==== Entries shown
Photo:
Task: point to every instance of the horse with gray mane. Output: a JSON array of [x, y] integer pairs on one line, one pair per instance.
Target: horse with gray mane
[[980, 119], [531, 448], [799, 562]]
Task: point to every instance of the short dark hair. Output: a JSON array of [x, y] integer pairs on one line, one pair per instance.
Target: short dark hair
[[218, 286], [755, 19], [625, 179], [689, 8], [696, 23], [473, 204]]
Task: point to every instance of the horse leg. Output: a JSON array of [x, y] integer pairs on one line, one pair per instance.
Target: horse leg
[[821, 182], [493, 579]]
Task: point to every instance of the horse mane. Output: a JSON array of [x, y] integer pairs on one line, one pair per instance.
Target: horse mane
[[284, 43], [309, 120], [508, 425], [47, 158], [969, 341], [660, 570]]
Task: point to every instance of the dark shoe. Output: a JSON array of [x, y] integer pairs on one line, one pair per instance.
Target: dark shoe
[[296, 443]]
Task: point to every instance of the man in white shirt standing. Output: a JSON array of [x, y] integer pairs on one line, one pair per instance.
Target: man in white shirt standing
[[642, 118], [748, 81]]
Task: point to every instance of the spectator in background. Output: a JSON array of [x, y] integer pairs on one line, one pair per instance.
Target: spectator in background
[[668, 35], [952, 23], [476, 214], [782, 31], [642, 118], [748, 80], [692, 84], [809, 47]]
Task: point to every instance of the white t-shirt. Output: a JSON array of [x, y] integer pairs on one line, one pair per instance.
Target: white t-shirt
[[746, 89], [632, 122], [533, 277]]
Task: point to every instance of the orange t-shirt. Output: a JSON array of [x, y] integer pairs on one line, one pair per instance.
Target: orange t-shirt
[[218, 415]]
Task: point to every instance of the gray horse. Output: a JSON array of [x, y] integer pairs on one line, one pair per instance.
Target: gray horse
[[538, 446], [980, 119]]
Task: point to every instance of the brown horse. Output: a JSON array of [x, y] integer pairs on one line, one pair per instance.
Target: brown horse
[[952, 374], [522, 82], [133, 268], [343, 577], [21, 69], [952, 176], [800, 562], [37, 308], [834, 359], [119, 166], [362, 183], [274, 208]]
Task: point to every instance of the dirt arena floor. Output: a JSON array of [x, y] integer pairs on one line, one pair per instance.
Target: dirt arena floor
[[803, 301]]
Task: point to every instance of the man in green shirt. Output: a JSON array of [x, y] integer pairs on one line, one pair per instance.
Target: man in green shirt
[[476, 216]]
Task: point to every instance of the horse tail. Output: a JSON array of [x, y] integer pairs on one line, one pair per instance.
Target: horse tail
========
==== Entries shown
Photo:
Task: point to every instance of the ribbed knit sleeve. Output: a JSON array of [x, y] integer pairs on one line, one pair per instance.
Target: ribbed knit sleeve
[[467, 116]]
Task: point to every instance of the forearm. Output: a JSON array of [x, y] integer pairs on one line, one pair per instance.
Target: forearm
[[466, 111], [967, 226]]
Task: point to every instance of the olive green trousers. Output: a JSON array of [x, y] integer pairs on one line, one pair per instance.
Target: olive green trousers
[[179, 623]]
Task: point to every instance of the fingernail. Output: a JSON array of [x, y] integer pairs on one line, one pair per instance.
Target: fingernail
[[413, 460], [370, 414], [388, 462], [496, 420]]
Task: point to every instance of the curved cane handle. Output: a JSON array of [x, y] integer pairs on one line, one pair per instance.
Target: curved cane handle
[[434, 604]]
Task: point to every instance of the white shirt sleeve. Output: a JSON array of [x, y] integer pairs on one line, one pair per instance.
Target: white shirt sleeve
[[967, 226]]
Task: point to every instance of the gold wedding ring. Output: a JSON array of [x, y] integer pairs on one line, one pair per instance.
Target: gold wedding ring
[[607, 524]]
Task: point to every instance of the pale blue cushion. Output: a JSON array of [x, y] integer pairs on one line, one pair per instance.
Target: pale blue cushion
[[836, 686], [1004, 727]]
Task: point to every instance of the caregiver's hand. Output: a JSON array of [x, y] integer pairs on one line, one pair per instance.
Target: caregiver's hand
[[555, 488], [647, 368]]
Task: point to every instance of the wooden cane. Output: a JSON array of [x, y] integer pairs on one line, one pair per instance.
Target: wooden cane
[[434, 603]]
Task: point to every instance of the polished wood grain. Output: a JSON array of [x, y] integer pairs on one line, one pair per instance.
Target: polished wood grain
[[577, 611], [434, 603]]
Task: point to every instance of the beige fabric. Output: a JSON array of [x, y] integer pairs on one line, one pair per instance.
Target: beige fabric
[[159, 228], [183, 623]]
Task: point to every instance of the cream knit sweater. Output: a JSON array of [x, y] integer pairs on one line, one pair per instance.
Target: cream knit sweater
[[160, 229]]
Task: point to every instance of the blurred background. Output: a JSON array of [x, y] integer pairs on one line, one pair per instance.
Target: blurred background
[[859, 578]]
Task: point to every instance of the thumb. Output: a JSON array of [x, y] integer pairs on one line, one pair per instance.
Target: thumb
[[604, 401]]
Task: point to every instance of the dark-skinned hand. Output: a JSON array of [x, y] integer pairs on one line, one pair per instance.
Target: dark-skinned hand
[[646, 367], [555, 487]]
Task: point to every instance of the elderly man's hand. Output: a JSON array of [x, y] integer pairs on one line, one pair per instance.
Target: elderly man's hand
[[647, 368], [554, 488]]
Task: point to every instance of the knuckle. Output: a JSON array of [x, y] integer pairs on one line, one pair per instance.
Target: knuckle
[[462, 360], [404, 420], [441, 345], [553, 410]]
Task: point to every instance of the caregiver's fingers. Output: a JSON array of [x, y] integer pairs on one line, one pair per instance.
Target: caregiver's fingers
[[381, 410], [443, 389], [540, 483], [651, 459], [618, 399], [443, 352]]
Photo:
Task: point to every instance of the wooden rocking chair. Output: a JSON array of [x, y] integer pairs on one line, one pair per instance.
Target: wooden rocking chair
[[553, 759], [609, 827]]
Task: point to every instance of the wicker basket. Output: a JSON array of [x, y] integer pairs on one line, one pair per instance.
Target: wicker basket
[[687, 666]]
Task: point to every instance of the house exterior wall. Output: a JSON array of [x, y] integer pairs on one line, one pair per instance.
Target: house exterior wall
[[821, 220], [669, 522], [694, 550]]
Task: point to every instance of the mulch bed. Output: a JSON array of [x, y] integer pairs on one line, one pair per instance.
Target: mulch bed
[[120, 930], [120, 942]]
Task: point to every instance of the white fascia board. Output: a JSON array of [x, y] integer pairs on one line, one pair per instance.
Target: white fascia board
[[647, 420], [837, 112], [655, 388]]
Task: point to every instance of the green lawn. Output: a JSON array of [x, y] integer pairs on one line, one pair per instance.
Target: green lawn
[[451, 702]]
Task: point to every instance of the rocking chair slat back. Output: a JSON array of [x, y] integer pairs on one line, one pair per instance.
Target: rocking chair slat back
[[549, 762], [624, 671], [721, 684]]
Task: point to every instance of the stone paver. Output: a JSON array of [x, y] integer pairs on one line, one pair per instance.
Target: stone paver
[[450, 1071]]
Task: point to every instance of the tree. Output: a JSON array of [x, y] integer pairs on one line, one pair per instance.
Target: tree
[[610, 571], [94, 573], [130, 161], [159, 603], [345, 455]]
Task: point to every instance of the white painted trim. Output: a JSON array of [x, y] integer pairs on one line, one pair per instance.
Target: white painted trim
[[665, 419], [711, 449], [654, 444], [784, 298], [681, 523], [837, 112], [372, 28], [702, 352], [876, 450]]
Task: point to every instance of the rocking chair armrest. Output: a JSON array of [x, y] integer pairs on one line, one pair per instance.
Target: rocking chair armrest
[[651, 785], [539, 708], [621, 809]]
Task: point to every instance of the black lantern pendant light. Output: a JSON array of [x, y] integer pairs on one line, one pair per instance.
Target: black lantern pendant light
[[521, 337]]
========
Directions for this task >>
Output the data from the line containing "Task: point to every instance of the horse leg." down to the line containing "[[642, 118], [748, 81]]" as a two-column CSV with the headers text and answer. Give one row for each answer, and put each value in a single quoted field with its line breaks turned into spaces.

Output for this task >>
text,answer
"Task: point to every instance of the horse leg. Output: a JSON array of [x, y] integer pairs on one line, one pair per instance. Target: horse leg","[[821, 182], [493, 579]]"
"Task: point to every instance of the horse mane. Output: a JSON array of [x, y] integer pairs on one line, one pair per instance. Target: horse mane","[[284, 43], [309, 120], [508, 425], [47, 158], [969, 341], [660, 570]]"
"Task: point to every instance of the dark shoe. Output: a JSON array of [x, y] integer pairs on one line, one pair per instance. Target: dark shoe","[[296, 443]]"
"Task: point to every instance of the man in white shirt standing. Output: a JSON array of [x, y] integer pairs on one line, one pair per instance. Target: man in white shirt standing","[[642, 118], [748, 81]]"